■ TEXTAUSZUG
════════════════

Aus heutiger Sicht besteht das Standardrezept zur Bekämpfung der Inflation immer noch darin, die Zinssätze anzuheben, auch wenn dies eine höhere Arbeitslosigkeit mit sich bringt und das Risiko einer Rezession und finanzieller Instabilität erhöht.
Das ist die neoklassische (vorherrschende) Wirtschaftstheorie, auf die sich EZB-Entscheidungsträger stützen, wenn es darum geht, geldpolitische Entscheidungen zu treffen.
Der EZB fällt es allem Anschein nach überhaupt nicht schwer, die Zinsen bilderstürmend anzuheben, koste es was es wolle.
Eine weitere Binsenwahrheit in diesem Zusammenhang ist, dass es wenig hilft, die richtige Diagnose zu stellen, wenn die Therapie wirkungslos oder sogar schädlich bleibt.
Doch man kann sich des Eindrucks nicht erwehren, als ob die geldpolitischen Entscheidungsträger der EZB sich kollektiv davon überzeugt hätten, dass sie die Inflation bekämpfen müssen – unabhängig von der Wirtschaftslage und unabhängig von den Ursachen der Preissteigerungen.
Vitor Constancio, der frühere EZB-Vizechef hat neulich auf Twitter davor gewarnt, dass die EZB eine schwere Rezession auslösen könnte.
Begründung ist nicht schwer: Der Preisschub im Euro-Raum wurde Anfang 2022 hauptsächlich durch Angebotsschock ausgelöst.

════════════════

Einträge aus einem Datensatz
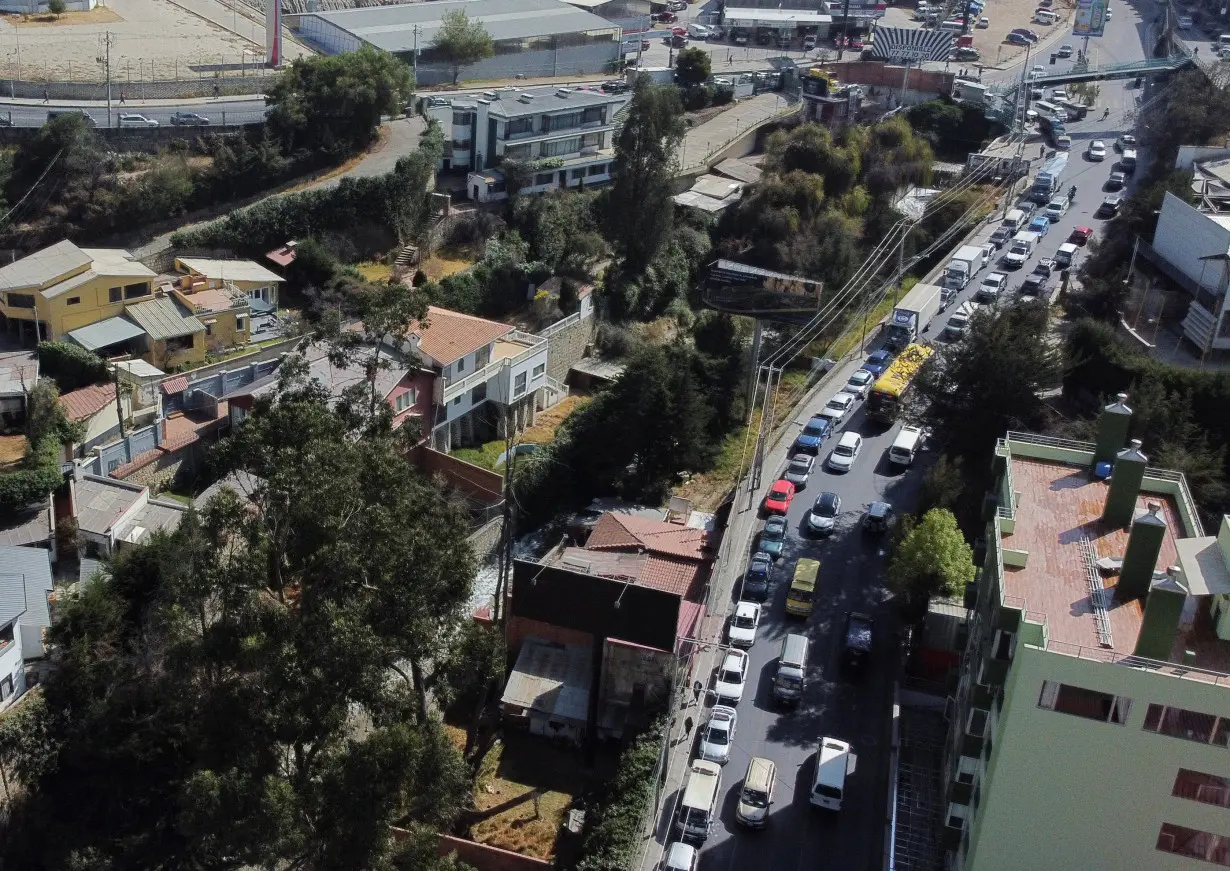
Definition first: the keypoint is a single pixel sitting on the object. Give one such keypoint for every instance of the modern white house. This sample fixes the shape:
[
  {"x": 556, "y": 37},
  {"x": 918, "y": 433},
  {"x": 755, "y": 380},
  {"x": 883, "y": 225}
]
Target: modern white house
[
  {"x": 1092, "y": 719},
  {"x": 563, "y": 135},
  {"x": 488, "y": 375}
]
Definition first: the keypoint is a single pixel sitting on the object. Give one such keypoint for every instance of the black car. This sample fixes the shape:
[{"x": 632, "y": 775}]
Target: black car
[
  {"x": 856, "y": 648},
  {"x": 759, "y": 575}
]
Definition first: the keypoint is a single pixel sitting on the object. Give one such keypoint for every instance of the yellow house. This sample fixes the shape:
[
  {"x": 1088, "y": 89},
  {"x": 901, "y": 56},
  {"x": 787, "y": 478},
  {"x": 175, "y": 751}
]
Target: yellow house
[{"x": 51, "y": 293}]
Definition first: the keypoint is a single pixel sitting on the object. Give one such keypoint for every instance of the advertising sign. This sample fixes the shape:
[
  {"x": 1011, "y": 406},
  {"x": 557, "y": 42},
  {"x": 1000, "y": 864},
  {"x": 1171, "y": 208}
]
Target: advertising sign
[{"x": 1090, "y": 17}]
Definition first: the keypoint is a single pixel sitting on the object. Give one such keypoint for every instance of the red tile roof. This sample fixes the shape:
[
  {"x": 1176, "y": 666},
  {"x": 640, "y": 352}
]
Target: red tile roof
[
  {"x": 620, "y": 532},
  {"x": 447, "y": 336},
  {"x": 89, "y": 401}
]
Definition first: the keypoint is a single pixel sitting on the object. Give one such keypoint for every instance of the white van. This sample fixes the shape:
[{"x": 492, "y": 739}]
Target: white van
[
  {"x": 699, "y": 806},
  {"x": 834, "y": 760},
  {"x": 757, "y": 792},
  {"x": 905, "y": 445}
]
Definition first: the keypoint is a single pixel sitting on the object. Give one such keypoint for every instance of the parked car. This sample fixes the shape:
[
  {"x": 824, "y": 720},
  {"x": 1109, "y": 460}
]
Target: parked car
[
  {"x": 823, "y": 516},
  {"x": 718, "y": 735},
  {"x": 773, "y": 536},
  {"x": 188, "y": 119},
  {"x": 859, "y": 384},
  {"x": 809, "y": 438},
  {"x": 877, "y": 362},
  {"x": 732, "y": 677},
  {"x": 743, "y": 624},
  {"x": 845, "y": 452},
  {"x": 780, "y": 495},
  {"x": 135, "y": 121},
  {"x": 838, "y": 407},
  {"x": 758, "y": 577}
]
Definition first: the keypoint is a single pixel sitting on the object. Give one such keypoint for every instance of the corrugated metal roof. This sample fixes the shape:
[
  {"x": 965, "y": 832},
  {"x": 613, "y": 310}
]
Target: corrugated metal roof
[
  {"x": 43, "y": 267},
  {"x": 105, "y": 334},
  {"x": 392, "y": 27},
  {"x": 32, "y": 568},
  {"x": 19, "y": 373},
  {"x": 551, "y": 678},
  {"x": 164, "y": 319}
]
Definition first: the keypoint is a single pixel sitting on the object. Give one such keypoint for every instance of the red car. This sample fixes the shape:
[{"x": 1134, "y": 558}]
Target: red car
[{"x": 780, "y": 496}]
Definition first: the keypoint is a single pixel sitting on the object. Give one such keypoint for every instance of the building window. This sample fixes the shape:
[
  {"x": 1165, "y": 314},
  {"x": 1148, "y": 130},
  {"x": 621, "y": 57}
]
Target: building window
[
  {"x": 1208, "y": 789},
  {"x": 1178, "y": 722},
  {"x": 1084, "y": 703},
  {"x": 1194, "y": 844},
  {"x": 561, "y": 147}
]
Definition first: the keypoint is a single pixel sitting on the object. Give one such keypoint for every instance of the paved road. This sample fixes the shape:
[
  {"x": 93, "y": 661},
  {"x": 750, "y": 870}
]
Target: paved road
[{"x": 33, "y": 113}]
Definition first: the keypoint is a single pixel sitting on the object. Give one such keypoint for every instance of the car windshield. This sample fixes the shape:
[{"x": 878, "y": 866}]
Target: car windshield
[{"x": 755, "y": 799}]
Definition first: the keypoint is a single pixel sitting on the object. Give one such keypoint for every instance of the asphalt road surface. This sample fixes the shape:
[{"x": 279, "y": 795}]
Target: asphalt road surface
[
  {"x": 25, "y": 113},
  {"x": 856, "y": 709}
]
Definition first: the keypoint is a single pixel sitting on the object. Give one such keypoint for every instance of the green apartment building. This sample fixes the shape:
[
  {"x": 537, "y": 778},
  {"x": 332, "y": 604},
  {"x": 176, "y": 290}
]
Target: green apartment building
[{"x": 1091, "y": 726}]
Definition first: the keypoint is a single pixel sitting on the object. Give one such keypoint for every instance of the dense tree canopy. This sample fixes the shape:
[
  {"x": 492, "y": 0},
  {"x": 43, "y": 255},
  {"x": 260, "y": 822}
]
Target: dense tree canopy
[{"x": 250, "y": 690}]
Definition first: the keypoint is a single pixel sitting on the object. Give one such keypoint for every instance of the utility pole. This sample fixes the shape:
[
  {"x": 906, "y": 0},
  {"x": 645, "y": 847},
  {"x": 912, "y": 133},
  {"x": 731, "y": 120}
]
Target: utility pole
[{"x": 105, "y": 59}]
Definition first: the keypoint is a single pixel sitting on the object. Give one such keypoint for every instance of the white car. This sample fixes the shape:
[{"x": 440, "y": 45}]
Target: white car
[
  {"x": 135, "y": 121},
  {"x": 743, "y": 624},
  {"x": 845, "y": 453},
  {"x": 991, "y": 287},
  {"x": 732, "y": 677},
  {"x": 838, "y": 407},
  {"x": 718, "y": 735},
  {"x": 859, "y": 384}
]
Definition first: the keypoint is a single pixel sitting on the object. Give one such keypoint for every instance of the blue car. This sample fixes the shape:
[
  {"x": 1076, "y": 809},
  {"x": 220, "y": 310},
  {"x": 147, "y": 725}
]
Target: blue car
[
  {"x": 877, "y": 362},
  {"x": 816, "y": 431}
]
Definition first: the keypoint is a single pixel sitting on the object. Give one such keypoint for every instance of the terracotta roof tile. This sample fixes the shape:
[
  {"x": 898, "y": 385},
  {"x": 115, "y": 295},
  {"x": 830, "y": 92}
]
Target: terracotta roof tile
[
  {"x": 87, "y": 401},
  {"x": 447, "y": 335},
  {"x": 614, "y": 532}
]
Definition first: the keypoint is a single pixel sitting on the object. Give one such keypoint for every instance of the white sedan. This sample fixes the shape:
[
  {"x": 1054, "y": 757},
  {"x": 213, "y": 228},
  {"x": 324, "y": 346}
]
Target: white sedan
[
  {"x": 743, "y": 624},
  {"x": 732, "y": 677},
  {"x": 718, "y": 735},
  {"x": 859, "y": 384}
]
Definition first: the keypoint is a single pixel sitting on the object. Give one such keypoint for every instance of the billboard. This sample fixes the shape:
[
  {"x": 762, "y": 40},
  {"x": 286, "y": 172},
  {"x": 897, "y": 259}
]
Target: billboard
[
  {"x": 908, "y": 44},
  {"x": 1090, "y": 17}
]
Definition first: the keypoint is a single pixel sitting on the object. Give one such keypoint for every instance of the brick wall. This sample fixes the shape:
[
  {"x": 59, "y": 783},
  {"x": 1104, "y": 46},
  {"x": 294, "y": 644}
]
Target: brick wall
[{"x": 566, "y": 347}]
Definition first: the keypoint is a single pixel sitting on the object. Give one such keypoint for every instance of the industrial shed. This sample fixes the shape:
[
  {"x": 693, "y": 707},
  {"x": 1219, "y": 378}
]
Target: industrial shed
[{"x": 533, "y": 37}]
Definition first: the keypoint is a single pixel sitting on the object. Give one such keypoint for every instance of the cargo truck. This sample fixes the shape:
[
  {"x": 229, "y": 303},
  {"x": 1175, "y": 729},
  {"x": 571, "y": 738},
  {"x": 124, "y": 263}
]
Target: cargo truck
[
  {"x": 912, "y": 315},
  {"x": 962, "y": 267}
]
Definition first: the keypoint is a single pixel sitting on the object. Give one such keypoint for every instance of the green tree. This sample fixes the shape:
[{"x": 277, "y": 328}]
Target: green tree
[
  {"x": 332, "y": 105},
  {"x": 974, "y": 390},
  {"x": 638, "y": 210},
  {"x": 461, "y": 42},
  {"x": 931, "y": 559},
  {"x": 694, "y": 67}
]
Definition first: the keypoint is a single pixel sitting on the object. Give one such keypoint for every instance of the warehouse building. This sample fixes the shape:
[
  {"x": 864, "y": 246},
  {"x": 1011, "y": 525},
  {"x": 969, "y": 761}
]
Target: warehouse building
[{"x": 531, "y": 37}]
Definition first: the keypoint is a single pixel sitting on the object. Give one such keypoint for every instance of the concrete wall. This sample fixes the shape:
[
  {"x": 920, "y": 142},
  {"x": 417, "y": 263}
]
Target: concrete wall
[{"x": 566, "y": 345}]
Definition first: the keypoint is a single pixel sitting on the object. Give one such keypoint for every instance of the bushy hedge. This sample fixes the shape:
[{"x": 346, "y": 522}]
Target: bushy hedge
[
  {"x": 70, "y": 365},
  {"x": 613, "y": 833}
]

════════════════

■ AUFGABENSTELLUNG
Führe den Textauszug über die Zinspolitik der EZB im Anschluss an seinen letzten Satz weiter.

■ ANTWORTFELD
Viel wichtiger und bemerkenswert ist die Folgewirkung unterschiedlicher Wachstumsmodelle auf beiden Seiten des Atlantiks:
US Industrie-Politik a.k.a. “Bidenomics” versus Europas Besessenheit von fiscal & monetary austerity.
Sowohl die Fed als auch die EZB wollen die Inflation bekämpfen, indem sie die Inlandsnachfrage drosseln.
Doch der Beitrag des Binnenkonsums im Euro-Raum zum BIP ist wesentlich geringer als in der US-Wirtschaft, wie es den aktuellen, eindrucksvollen Abbildungen von Nicolas Goetzman, Financière de la Cité entnommen werden kann.
Das einseitige Exportmodell Europas (Deutschland und Niederlande) war v.a. auf den Boom in China und den Rest Asiens angewiesen. So hat der Euro-Raum die Wachstumsimpulse bisher überwiegend aus dem Ausland geholt.
Seitdem der Absatzmarkt China im Nachspiel der globalen Pandemie (COVID-19) jedoch schwer angeschlagen bleibt, mehren sich die Zeichen, wie krankhaft die Exportabhängigkeit der europäischen Wirtschaft ist.
Zur Erinnerung: Es ist war offenes Geheimnis, das die extreme Exportlastigkeit der deutschen Wirtschaft von Anfang an als Achillesferse der Eurozone galt.
Vor dem Hintergrund von Deutschlands Hang an einer Anti-Konsum-Politik (welche die deutsche Sparquote und den deutschen Handelsüberschuss in die Höhe treibt) sind die stagnierende Investitionstätigkeit und die anhaltende Lohnmoderation verantwortlich dafür, dass ein ausreichendes Wachstum im Euro-Raum ausbleibt.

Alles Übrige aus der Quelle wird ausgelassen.